EXERCISE OBJECTIVE
Set the pictures aside and set down only the lines from the line holding "the rhinoceros foot" through the end of the entries below, ends included.

* Begin RECORDS TO USE *

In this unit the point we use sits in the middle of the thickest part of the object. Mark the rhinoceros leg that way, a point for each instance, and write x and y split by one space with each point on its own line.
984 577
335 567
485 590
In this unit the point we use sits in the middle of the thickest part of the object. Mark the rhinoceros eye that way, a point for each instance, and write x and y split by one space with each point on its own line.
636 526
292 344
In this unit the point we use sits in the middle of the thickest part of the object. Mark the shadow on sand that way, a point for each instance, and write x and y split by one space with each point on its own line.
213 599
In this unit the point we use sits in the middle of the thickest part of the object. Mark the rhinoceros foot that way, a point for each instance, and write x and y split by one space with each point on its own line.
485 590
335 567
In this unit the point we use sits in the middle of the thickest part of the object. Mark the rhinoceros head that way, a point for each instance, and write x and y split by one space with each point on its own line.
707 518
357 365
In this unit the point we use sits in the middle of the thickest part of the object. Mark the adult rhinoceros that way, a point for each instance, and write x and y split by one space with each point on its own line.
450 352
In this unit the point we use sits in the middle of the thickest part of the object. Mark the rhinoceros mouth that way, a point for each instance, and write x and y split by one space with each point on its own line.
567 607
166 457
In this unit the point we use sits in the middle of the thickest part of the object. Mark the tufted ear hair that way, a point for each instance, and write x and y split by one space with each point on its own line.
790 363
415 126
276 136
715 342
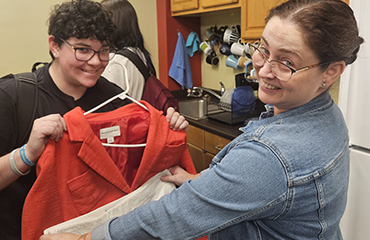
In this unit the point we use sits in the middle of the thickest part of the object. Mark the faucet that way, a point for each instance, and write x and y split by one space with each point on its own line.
198 91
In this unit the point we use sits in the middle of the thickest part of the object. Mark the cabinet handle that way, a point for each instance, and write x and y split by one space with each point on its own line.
219 148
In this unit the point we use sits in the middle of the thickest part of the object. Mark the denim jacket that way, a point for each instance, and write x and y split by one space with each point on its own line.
285 177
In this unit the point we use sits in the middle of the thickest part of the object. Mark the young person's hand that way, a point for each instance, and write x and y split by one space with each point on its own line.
44 128
179 176
177 122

* End RECORDS TO USE *

WRITTEN ANSWER
In this unit the point we use sits in the middle of the thickest part of the object. Mark the rhinoceros foot that way, a point for each instance, and write x and y split by one space with each point on its own line.
485 590
335 567
In this unit the point we use sits in the middle of the thickest part of the object. Mark the rhinoceros head that way, a point for each instance, and write x and y split by one space with each point on its own line.
707 518
357 365
In this unit the point we use sits in the middle of the thickest part of the object. Mark the adult rhinoceros that way, a point for each instance, and write x and y split by one space with each point on its own line.
450 352
In this unit the point we use sits in the middle of the thickest part of the object. Mark the rhinoceros mouth that way, a point for each instance, and write x and y split by one space with each point on its own line.
567 607
166 457
In this unit the point we use sits in the middle of the thickest part of the object. Mark the tufted ear hair that way, a point for each instance, and write x and y split by one space with each point on its own line.
790 363
415 126
276 136
715 342
In this unit the point we use sits in the middle of the thickest part of the object. Mark the faucet that way, a point for each instance, and write x and y split by one space with each point on its own line.
198 91
In this unit the point we use sits in the middle of the thickest part of the object. Mark the cabinet handle that way, a point for each instance, and write x and y split by one space with each point on its own line.
219 148
In this unit the point we use sits in the middle of the thickest part of the object. Mark the denim jacket that way, a point for each instance, and write x and y split by one space with each point on its own line.
285 177
In this unit the point we use sits in the middle of the thickest part of the object. Mark the young person's hand that way, a point for each instance, and write x and y split by one space with each point on its own line.
44 128
179 176
177 122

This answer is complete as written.